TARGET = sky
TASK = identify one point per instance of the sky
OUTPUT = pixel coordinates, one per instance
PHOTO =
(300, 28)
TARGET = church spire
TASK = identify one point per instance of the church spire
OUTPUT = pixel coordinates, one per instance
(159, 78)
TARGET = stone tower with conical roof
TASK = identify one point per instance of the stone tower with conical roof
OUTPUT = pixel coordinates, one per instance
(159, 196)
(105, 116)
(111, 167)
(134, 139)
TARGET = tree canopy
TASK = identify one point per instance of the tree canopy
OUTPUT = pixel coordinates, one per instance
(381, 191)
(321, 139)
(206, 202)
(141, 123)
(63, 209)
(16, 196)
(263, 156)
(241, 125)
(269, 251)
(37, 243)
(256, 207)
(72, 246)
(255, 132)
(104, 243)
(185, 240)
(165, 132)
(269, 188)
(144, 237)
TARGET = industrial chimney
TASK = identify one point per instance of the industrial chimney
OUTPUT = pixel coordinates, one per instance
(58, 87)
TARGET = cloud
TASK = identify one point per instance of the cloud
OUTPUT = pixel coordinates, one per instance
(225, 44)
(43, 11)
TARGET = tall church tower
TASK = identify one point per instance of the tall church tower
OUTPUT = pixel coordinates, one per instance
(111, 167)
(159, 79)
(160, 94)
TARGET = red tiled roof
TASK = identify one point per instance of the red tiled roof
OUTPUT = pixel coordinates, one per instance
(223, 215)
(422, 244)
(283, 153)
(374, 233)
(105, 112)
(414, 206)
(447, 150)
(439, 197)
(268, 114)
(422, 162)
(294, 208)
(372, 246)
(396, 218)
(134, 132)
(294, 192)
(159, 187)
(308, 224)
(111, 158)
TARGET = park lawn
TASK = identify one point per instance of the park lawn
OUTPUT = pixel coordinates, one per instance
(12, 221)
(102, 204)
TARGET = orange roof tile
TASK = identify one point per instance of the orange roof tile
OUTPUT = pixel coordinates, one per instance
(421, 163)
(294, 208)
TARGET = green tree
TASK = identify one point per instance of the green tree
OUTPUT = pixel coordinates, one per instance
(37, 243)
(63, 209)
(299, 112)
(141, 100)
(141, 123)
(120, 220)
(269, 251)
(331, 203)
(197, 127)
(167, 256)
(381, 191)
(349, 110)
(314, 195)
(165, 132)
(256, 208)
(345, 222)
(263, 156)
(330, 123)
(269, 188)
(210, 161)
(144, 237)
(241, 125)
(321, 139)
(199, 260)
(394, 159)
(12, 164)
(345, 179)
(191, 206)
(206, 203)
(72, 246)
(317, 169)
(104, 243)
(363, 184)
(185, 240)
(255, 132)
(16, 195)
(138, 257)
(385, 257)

[STATED EXERCISE]
All of the entries above must be quoted exactly.

[OUTPUT FOR THIS EXERCISE]
TARGET = sky
TASK = identify one point per instance of the sky
OUTPUT = pixel coordinates, one per instance
PHOTO =
(300, 28)
TARGET = church spire
TASK = identify one point per instance of the church spire
OUTPUT = pixel coordinates, one per instance
(159, 78)
TARGET = stone tower with conical roof
TASK = identify one point per instance of the stone tower with conical roof
OUTPUT = pixel coordinates, one per instance
(159, 196)
(105, 116)
(111, 167)
(134, 139)
TARGET = tree canopy
TASK = identify one point per instance of the tree canopy
OUTPUT = pixel coordinates, one per instance
(381, 191)
(321, 139)
(206, 202)
(141, 123)
(63, 209)
(16, 196)
(263, 156)
(241, 125)
(269, 251)
(37, 243)
(256, 207)
(72, 246)
(255, 132)
(104, 243)
(185, 240)
(165, 132)
(269, 188)
(144, 237)
TARGET = industrial chimney
TASK = identify one point per instance of the industrial chimney
OUTPUT = pixel coordinates, one per instance
(58, 87)
TARGET = cloud
TASK = identify one point per instance of the cloud
OUTPUT = pixel coordinates, one per instance
(225, 44)
(43, 11)
TARGET = tall church tower
TASK = identify one point per instance of the tall church tower
OUTPUT = pixel coordinates, one per instance
(111, 167)
(159, 79)
(160, 94)
TARGET = red tiled roof
TASK = identify one point per instance of the red tiled roof
OUTPUT = pixel coordinates, one per instance
(223, 215)
(422, 244)
(283, 153)
(374, 233)
(105, 112)
(414, 206)
(447, 150)
(439, 197)
(268, 114)
(422, 162)
(294, 208)
(372, 246)
(396, 218)
(134, 132)
(294, 192)
(159, 187)
(308, 224)
(111, 158)
TARGET = park lawn
TASK = identify one point per instance of the park lawn
OUTPUT = pixel coordinates, one per instance
(12, 221)
(102, 204)
TARGET = orange roof tile
TASK = identify one point per instance of the orange roof tile
OUTPUT = pixel coordinates, one per instance
(421, 163)
(294, 208)
TARGET = green tree
TASK = identify one point per instance of the green tree
OUTPUT = pixel coordinates, one per instance
(37, 243)
(63, 209)
(299, 112)
(141, 100)
(141, 123)
(120, 220)
(269, 251)
(331, 203)
(197, 127)
(167, 256)
(381, 191)
(349, 110)
(314, 195)
(165, 132)
(256, 208)
(345, 222)
(263, 156)
(330, 123)
(269, 188)
(210, 161)
(144, 237)
(241, 125)
(321, 139)
(199, 260)
(394, 159)
(12, 164)
(345, 179)
(191, 206)
(206, 203)
(72, 246)
(317, 169)
(104, 243)
(363, 184)
(185, 240)
(255, 132)
(16, 195)
(138, 257)
(385, 257)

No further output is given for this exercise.